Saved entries
------------------------------

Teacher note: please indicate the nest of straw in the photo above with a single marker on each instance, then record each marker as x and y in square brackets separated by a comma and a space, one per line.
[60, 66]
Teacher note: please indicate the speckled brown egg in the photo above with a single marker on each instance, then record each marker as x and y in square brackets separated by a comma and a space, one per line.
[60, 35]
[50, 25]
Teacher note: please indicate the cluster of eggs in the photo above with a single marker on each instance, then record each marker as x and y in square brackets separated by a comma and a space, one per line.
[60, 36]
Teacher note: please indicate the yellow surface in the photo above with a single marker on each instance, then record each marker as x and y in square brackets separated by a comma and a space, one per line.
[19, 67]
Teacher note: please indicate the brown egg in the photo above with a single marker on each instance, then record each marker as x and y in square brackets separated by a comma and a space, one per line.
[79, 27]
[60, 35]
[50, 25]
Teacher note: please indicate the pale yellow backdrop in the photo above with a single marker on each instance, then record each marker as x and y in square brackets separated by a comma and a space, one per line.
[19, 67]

------------------------------

A faithful, word-for-word copy of the data is the expected answer.

Result of this exercise:
Teacher note: please indicate the nest of straw in the photo above with a single marker on each instance, then record each marker as x and y in square brackets separated by a comma and a space, one per line.
[60, 66]
Teacher note: please indicate the speckled brown egg in the photo above with a single marker on each instance, then record each marker as x and y in square brackets separated by a comma and a space, one per line.
[60, 35]
[50, 25]
Teacher note: please indicate the cluster of eggs in the photo above with a single marker on each instance, then record each marker as x and y in square brackets separated by a comma and a space, one per line.
[60, 36]
Teacher note: please indicate the yellow surface in the photo above with a single marker on each instance, then record each marker as x and y in square brackets separated by a comma and a space, one per line.
[19, 67]
Teacher note: please indicate the brown egg in the photo above with a single marker on each instance, then record each marker as x and y in square brackets separated by a comma and a space, one per line.
[79, 27]
[60, 35]
[50, 25]
Teacher note: please indicate the pale yellow backdrop in the photo above with a single marker on each instance, then record each marker as x and y in square brackets separated by a comma and a space, one per line.
[19, 67]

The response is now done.